• Task to carry out: Retype all the records with nothing changed.

• Information given:
— Start —

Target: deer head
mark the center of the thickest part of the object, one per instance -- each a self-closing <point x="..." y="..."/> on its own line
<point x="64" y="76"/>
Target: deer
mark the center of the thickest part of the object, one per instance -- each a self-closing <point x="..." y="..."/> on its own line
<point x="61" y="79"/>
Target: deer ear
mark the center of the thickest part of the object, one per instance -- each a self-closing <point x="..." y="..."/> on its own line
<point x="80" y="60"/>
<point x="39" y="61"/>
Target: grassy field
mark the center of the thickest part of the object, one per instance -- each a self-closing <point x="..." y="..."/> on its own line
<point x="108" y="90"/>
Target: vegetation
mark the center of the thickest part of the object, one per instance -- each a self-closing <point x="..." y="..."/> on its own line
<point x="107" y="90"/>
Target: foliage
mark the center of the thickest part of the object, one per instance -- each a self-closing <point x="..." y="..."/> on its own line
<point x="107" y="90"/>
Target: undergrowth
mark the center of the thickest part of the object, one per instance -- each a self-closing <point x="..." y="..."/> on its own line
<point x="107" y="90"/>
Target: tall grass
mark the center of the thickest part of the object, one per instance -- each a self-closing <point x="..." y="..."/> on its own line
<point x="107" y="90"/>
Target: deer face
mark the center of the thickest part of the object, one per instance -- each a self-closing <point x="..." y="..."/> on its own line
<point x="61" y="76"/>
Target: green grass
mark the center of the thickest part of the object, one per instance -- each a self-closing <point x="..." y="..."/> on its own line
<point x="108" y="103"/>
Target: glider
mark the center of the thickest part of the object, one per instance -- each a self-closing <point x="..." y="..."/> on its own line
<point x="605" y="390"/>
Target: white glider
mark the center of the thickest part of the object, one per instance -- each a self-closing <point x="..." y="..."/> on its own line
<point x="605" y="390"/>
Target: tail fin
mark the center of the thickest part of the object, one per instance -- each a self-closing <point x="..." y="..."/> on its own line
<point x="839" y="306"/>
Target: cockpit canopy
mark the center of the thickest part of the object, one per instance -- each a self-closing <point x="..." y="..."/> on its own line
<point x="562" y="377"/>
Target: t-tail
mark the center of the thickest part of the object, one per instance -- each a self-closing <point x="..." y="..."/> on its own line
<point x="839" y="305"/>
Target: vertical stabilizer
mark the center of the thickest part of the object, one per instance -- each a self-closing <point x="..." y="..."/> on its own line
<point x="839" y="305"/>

— End —

• The reply:
Target: deer head
mark the center of the thickest part of the object, one per instance -- each a self-closing <point x="..." y="..."/> on its own line
<point x="64" y="76"/>
Target: deer
mark the center of the thickest part of the object, one per instance -- each a self-closing <point x="..." y="..."/> on its own line
<point x="61" y="79"/>
Target: deer ear
mark the center of the thickest part of the object, one per instance -- each a self-closing <point x="..." y="..."/> on its own line
<point x="80" y="60"/>
<point x="39" y="61"/>
Target: grassy field
mark the center of the thickest part of the object, one per instance -- each a self-closing <point x="..." y="..."/> on its own line
<point x="108" y="90"/>
Target: vegetation
mark the center of the thickest part of the object, one per instance -- each a self-closing <point x="..." y="..."/> on its own line
<point x="107" y="90"/>
Target: foliage
mark the center of the thickest part of the object, one per instance -- each a self-closing <point x="..." y="..."/> on its own line
<point x="107" y="90"/>
Target: undergrowth
mark the center of the thickest part of the object, one per instance -- each a self-closing <point x="..." y="..."/> on its own line
<point x="107" y="90"/>
Target: tall grass
mark the center of the thickest part of the object, one per instance -- each a self-closing <point x="..." y="..."/> on its own line
<point x="107" y="90"/>
Target: deer face
mark the center of the thickest part of the object, one per instance -- each a self-closing <point x="..." y="..."/> on its own line
<point x="61" y="76"/>
Target: green grass
mark the center of the thickest part of the object, one per instance -- each a self-closing <point x="..." y="..."/> on its own line
<point x="108" y="103"/>
Target: glider
mark the center of the thickest part of the object, one per instance -- each a self-closing <point x="..." y="..."/> on its own line
<point x="605" y="390"/>
Target: white glider
mark the center of the thickest part of the object, one per instance -- each a self-closing <point x="..." y="..."/> on its own line
<point x="605" y="390"/>
Target: tail fin
mark the center of the thickest part of the object, one per instance -- each a self-closing <point x="..." y="..."/> on its own line
<point x="839" y="306"/>
Target: cockpit canopy
mark the center of the thickest part of the object, one per instance -- each a self-closing <point x="..." y="..."/> on its own line
<point x="562" y="377"/>
Target: t-tail
mark the center of the thickest part of the object, one per instance -- each a self-closing <point x="..." y="..."/> on its own line
<point x="839" y="305"/>
Target: vertical stabilizer
mark the center of the thickest part of the object, one per instance -- each a self-closing <point x="..." y="..."/> on its own line
<point x="839" y="305"/>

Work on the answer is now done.